WHAT THE EXERCISE ASKS |
Reproduce the data below in full and exclude every picture.

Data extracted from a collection
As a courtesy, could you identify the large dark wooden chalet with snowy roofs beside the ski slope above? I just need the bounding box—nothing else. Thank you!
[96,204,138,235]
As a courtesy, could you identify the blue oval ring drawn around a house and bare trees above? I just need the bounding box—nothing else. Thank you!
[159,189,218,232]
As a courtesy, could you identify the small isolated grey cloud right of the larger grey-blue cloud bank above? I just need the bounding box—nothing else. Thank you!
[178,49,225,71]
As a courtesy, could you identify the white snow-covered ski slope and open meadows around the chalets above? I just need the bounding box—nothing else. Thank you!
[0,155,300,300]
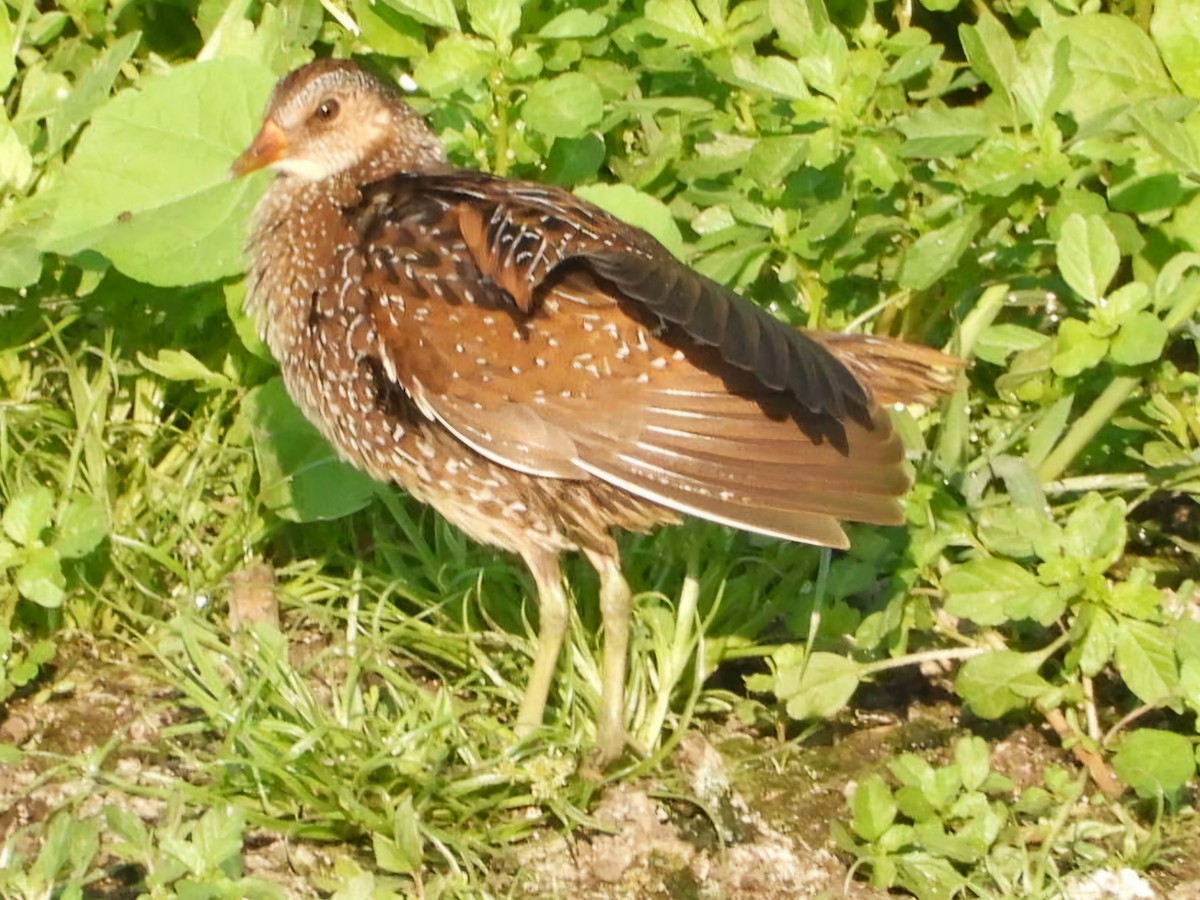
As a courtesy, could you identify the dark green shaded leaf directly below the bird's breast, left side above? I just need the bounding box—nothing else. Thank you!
[242,378,378,522]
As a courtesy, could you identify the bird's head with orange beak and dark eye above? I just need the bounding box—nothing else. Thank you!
[232,60,445,181]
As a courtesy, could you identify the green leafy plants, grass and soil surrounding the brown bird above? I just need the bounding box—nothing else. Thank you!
[0,0,1200,898]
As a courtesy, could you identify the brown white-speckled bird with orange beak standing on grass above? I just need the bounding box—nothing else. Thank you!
[232,59,952,764]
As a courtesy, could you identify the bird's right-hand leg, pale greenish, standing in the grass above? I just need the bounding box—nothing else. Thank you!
[584,544,631,766]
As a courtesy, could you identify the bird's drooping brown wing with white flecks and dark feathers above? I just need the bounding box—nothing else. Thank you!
[349,174,908,546]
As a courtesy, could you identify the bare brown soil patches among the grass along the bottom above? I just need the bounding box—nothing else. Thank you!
[0,640,1200,900]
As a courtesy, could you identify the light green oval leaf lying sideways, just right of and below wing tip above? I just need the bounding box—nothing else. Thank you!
[942,557,1064,625]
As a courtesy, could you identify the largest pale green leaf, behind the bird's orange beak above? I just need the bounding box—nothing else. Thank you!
[41,58,275,286]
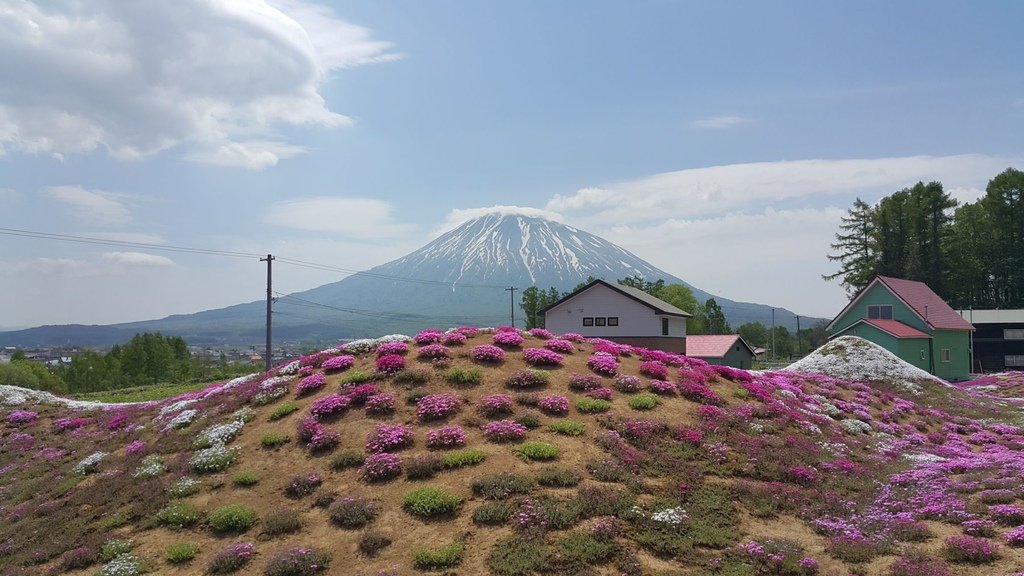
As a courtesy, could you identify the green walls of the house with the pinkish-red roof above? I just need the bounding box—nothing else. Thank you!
[833,283,971,380]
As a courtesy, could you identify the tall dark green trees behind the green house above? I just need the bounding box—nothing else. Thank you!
[823,168,1024,308]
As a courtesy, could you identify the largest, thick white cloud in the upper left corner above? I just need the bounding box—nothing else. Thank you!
[0,0,398,168]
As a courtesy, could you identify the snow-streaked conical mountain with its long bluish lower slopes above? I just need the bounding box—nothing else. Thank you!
[0,213,817,345]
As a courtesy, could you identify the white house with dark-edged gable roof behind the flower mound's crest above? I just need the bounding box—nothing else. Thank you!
[541,280,691,354]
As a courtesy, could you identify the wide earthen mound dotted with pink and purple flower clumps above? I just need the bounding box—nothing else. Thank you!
[0,329,1024,576]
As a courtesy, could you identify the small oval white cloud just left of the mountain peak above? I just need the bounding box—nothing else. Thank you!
[265,197,415,240]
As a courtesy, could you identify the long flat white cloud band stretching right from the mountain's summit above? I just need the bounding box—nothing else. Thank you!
[546,155,1021,222]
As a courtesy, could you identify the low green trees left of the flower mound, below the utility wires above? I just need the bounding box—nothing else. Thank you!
[0,332,261,394]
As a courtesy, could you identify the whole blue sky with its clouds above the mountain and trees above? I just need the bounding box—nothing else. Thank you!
[0,0,1024,328]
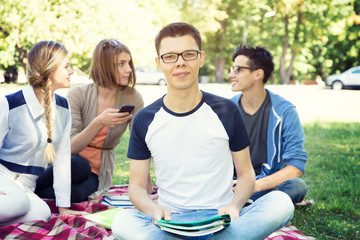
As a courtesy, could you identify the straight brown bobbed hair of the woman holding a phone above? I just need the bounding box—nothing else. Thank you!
[89,39,136,89]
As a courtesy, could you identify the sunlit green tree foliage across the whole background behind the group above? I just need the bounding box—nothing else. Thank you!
[0,0,360,82]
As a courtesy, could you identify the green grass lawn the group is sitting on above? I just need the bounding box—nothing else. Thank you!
[113,123,360,239]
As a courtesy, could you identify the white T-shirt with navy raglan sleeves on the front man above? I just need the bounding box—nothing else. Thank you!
[128,92,250,212]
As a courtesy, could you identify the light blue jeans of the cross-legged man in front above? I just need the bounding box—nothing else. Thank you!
[112,191,294,240]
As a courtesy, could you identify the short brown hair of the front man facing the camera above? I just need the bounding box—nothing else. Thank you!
[155,22,201,55]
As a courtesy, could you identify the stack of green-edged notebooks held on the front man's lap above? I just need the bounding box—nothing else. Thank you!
[155,214,231,236]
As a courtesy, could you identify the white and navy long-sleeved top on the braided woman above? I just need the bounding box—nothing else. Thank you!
[0,85,71,207]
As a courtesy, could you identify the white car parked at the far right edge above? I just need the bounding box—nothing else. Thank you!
[326,66,360,90]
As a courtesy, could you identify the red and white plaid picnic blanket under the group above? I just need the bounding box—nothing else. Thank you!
[0,186,315,240]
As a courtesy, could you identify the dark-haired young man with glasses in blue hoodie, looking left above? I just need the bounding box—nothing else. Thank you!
[229,45,307,204]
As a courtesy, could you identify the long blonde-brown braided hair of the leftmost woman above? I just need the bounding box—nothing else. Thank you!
[26,41,68,163]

EXERCISE RESPONSE |
As a courtesy, could you identify the large dark wooden chalet with snowy roofs beside the ski slope above? I just need the bounding box—nothing else. Thank you!
[96,204,138,235]
As a courtesy, could you identify the blue oval ring drawn around a house and bare trees above? I just need the bounding box—nothing else. Thank you!
[159,189,218,232]
As a courtesy, could you identify the small isolated grey cloud right of the larger grey-blue cloud bank above? I just need the bounding box—nothing else. Thank you!
[178,49,225,71]
As a courtesy, could you identify the white snow-covered ski slope and open meadows around the chalets above? I just need the bounding box—nothing else. Thank you!
[0,155,300,300]
As a courtesy, could you identify the dark green shaded leaf directly below the bird's breast, left side above? I just need the bounding box—nothing else. Thank you!
[242,378,378,522]
As a courtesy, could you identify the bird's head with orange beak and dark eye above? I just need the bounding box—nothing else. Thank you!
[232,60,445,181]
As a courtesy, could you identify the green leafy plants, grass and soil surrounding the brown bird above? I just need the bounding box—nothing else. Thank you!
[0,0,1200,898]
As a courtesy, could you identify the brown white-speckled bird with orange beak standing on grass above? I just need the bounding box—nothing else. Thank you!
[232,59,952,764]
As a courtesy, could you identify the bird's right-hand leg, pale greenish, standing in the grass above? I just need the bounding box—nothing else. Thank you!
[584,544,631,766]
As a courtesy, could you identify the bird's drooping brown wing with white flecks and dark feathers above? I just need the bounding box—nothing else. Thank you!
[349,174,908,546]
As a courtesy, could you identify the bare brown soil patches among the grass along the bottom above? I just need the bounding box—nothing else. Thank you!
[0,640,1200,900]
As a courtesy, could you identify the light green oval leaf lying sideways, just right of and below wing tip above? I just need the bounding box—nothing else. Thank you!
[942,557,1064,625]
As a courtesy, could you identify the largest pale green leaf, behind the bird's orange beak above? I just need the bounding box—nothing else. Thank you!
[41,58,275,286]
As a courtesy, could you identify the green walls of the house with the pinkish-red roof above? I just need the bounding box—nothing else. Thank you!
[833,283,971,380]
As a courtesy, could you identify the tall dark green trees behind the green house above? I just need the bounding box—nothing else. Thank you!
[823,168,1024,308]
As a courtesy, could you identify the largest, thick white cloud in the upper left corner above? I just need the bounding box—nothing else. Thank you!
[0,0,398,168]
As a courtesy, could you identify the snow-streaked conical mountain with its long bluish lower slopes above? I just need the bounding box—nothing else. Thank you!
[0,213,817,345]
As a courtesy, could you identify the white house with dark-edged gable roof behind the flower mound's crest above? I just need the bounding box—nothing else. Thank you!
[541,280,691,354]
As a courtesy, could you identify the wide earthen mound dotted with pink and purple flower clumps above? I just need the bounding box—nothing else. Thank you!
[0,329,1024,576]
As a courtesy, could you identify the small oval white cloud just left of the mountain peak above? I just need the bounding box—nothing else. Thank you!
[265,197,415,240]
As a courtesy, could you identify the long flat white cloud band stretching right from the mountain's summit above? I just need the bounding box—nothing else. Thank you!
[546,155,1021,222]
As a courtesy, could you identify the low green trees left of the flower mound, below the utility wires above? I just need the bounding box—nothing else. Thank you!
[0,332,261,394]
As a courtesy, could you identify the whole blue sky with its clouds above the mountain and trees above? I just need the bounding box—nothing else. Thank you!
[0,0,1024,328]
As a courtesy, could you identify the straight brown bobbed hair of the woman holding a phone above? I just need the bounding box—nothing else. Thank you!
[89,39,136,89]
As a courtesy, could you identify the sunlit green tree foliage across the whole background behind the group above? I just need the bounding box—nothing else. Thank you!
[0,0,360,82]
As a courtesy, could you identify the green grass lawn the group is sitting on above? I just need the bounding box—nothing else. Thank you!
[113,123,360,239]
As a courtesy, could you identify the white T-shirt with navy raglan sleeves on the front man above? I just need the bounding box—nothing else. Thank you!
[128,92,250,212]
As a courtesy, could you identify the light blue jeans of the cross-legged man in front above? I just need the bounding box—nothing else. Thank you!
[112,191,294,240]
As a courtesy, could you identify the short brown hair of the front man facing the camera above? I just need the bounding box—nothing else. Thank you!
[155,22,201,55]
As a courtesy, could you identify the stack of green-edged notebooks held on the front man's lap above? I just need the bounding box—nothing else. Thank you!
[155,214,231,236]
As a courtesy, could you identify the white and navy long-sleeved top on the braided woman above? I just need the bounding box—nothing else. Thank you!
[0,85,71,207]
As a courtesy, could you identify the white car parked at the far right edge above? I just need the bounding box—nothing else. Thank you!
[326,66,360,90]
As a courtesy, could you identify the red and white plaid picnic blanket under the group above? I just need the bounding box—nothing else. Thank you!
[0,186,315,240]
As a courtesy, could you identify the dark-haired young man with glasses in blue hoodie, looking left above? I just need the bounding box—nothing else. Thank you!
[229,45,307,204]
As a courtesy, could you identify the long blonde-brown braided hair of the leftmost woman above? I just need the bounding box—nothing else. Thank you!
[26,41,68,163]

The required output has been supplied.